- [TO DO]:
Convert every line of the rows below into a Markdown table with the columns "No." and "Line", numbering the lines in order and omitting blank lines.

Point-based annotation rows
::::::

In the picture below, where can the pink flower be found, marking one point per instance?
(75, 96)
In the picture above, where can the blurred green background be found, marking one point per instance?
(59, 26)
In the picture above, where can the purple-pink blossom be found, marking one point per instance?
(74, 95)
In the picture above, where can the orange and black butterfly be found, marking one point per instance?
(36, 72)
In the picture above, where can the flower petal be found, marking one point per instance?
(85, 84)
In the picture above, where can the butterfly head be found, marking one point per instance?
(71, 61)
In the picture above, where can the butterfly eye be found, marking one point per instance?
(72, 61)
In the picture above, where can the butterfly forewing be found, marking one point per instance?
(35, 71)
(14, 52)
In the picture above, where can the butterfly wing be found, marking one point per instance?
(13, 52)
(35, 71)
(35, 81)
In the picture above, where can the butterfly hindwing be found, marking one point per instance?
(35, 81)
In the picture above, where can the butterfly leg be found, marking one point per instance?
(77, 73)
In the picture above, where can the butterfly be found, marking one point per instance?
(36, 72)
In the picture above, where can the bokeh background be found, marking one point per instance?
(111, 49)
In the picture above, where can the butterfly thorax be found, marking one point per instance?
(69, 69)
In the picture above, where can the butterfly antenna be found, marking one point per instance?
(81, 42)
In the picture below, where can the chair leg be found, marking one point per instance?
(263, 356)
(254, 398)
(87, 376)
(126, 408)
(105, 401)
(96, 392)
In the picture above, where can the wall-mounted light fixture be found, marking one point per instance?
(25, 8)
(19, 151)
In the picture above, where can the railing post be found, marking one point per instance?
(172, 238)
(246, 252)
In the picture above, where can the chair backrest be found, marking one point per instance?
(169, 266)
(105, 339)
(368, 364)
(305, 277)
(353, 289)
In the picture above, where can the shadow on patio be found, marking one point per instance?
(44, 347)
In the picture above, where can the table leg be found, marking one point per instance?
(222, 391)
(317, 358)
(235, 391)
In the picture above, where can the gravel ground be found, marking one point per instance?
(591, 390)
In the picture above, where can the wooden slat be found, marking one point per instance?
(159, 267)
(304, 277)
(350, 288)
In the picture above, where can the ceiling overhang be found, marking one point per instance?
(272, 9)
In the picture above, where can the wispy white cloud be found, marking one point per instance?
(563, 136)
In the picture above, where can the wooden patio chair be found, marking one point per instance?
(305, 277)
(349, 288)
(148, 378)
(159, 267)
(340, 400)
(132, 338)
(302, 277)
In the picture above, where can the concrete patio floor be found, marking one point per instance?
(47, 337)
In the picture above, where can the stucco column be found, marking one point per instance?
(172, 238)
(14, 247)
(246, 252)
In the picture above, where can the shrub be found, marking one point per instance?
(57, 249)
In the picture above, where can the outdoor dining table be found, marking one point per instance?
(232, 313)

::::::

- [WRITTEN SOLUTION]:
| No. | Line |
|---|---|
| 1 | In the picture below, where can the pink flower be found, marking one point per instance? |
| 2 | (75, 96) |
| 3 | In the picture above, where can the blurred green background be found, marking one point per instance? |
| 4 | (59, 26) |
| 5 | In the picture above, where can the purple-pink blossom be found, marking one point per instance? |
| 6 | (74, 95) |
| 7 | In the picture above, where can the orange and black butterfly be found, marking one point per instance? |
| 8 | (36, 72) |
| 9 | In the picture above, where can the flower petal be found, marking one point per instance? |
| 10 | (85, 84) |
| 11 | In the picture above, where can the butterfly head be found, marking one point per instance? |
| 12 | (71, 61) |
| 13 | In the picture above, where can the butterfly eye be found, marking one point per instance? |
| 14 | (72, 61) |
| 15 | In the picture above, where can the butterfly forewing be found, marking one point per instance? |
| 16 | (35, 71) |
| 17 | (14, 52) |
| 18 | In the picture above, where can the butterfly wing be found, marking one point per instance? |
| 19 | (13, 52) |
| 20 | (35, 71) |
| 21 | (35, 81) |
| 22 | In the picture above, where can the butterfly hindwing be found, marking one point per instance? |
| 23 | (35, 81) |
| 24 | In the picture above, where can the butterfly leg be found, marking one point per instance? |
| 25 | (77, 73) |
| 26 | In the picture above, where can the butterfly be found, marking one point per instance? |
| 27 | (36, 72) |
| 28 | In the picture above, where can the bokeh background be found, marking one point per instance? |
| 29 | (111, 49) |
| 30 | In the picture above, where can the butterfly thorax be found, marking one point per instance? |
| 31 | (69, 69) |
| 32 | In the picture above, where can the butterfly antenna be found, marking one point per instance? |
| 33 | (81, 42) |
| 34 | In the picture below, where can the chair leg be found, marking one point per instance? |
| 35 | (263, 356) |
| 36 | (254, 398) |
| 37 | (87, 376) |
| 38 | (126, 408) |
| 39 | (105, 401) |
| 40 | (96, 392) |
| 41 | In the picture above, where can the wall-mounted light fixture be found, marking one point per instance? |
| 42 | (25, 8) |
| 43 | (19, 151) |
| 44 | In the picture above, where can the railing post be found, marking one point per instance? |
| 45 | (172, 238) |
| 46 | (246, 252) |
| 47 | In the picture above, where can the chair backrest be found, marking one point per instance? |
| 48 | (169, 266) |
| 49 | (105, 339) |
| 50 | (368, 364) |
| 51 | (305, 277) |
| 52 | (353, 289) |
| 53 | In the picture above, where can the shadow on patio be found, marking one point per instance? |
| 54 | (44, 347) |
| 55 | In the picture above, where can the table leg be found, marking one point per instance? |
| 56 | (222, 391) |
| 57 | (317, 358) |
| 58 | (235, 391) |
| 59 | In the picture above, where can the gravel ground be found, marking one point per instance? |
| 60 | (591, 390) |
| 61 | In the picture above, where can the wooden slat be found, marking one point per instance? |
| 62 | (159, 267) |
| 63 | (304, 277) |
| 64 | (350, 288) |
| 65 | In the picture above, where can the ceiling overhang be found, marking one point per instance? |
| 66 | (272, 9) |
| 67 | In the picture above, where can the wispy white cloud be found, marking one point per instance? |
| 68 | (563, 136) |
| 69 | In the picture above, where can the wooden patio chair be found, marking one point per instance? |
| 70 | (305, 277) |
| 71 | (349, 288) |
| 72 | (148, 378) |
| 73 | (159, 267) |
| 74 | (340, 400) |
| 75 | (132, 338) |
| 76 | (302, 277) |
| 77 | In the picture above, where can the concrete patio floor be found, marking one point per instance? |
| 78 | (47, 337) |
| 79 | In the picture above, where can the stucco column be found, marking one point per instance? |
| 80 | (172, 238) |
| 81 | (14, 247) |
| 82 | (246, 252) |
| 83 | In the picture above, where can the shrub be found, marking one point per instance? |
| 84 | (57, 249) |
| 85 | In the picture above, where can the outdoor dining table be found, marking one point per instance? |
| 86 | (232, 313) |